Give back the full data character for character.

▬▬▬▬▬▬▬▬▬▬

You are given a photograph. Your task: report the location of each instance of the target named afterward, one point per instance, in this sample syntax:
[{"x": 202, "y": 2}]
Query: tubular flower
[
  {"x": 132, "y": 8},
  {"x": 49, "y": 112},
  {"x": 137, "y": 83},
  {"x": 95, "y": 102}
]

▬▬▬▬▬▬▬▬▬▬

### Task solution
You are given a photograph. Your task: report the location of each instance of the target named afterward, one point per instance, in this sample syntax:
[{"x": 202, "y": 2}]
Query: tubular flower
[
  {"x": 132, "y": 8},
  {"x": 49, "y": 112},
  {"x": 137, "y": 83},
  {"x": 95, "y": 102}
]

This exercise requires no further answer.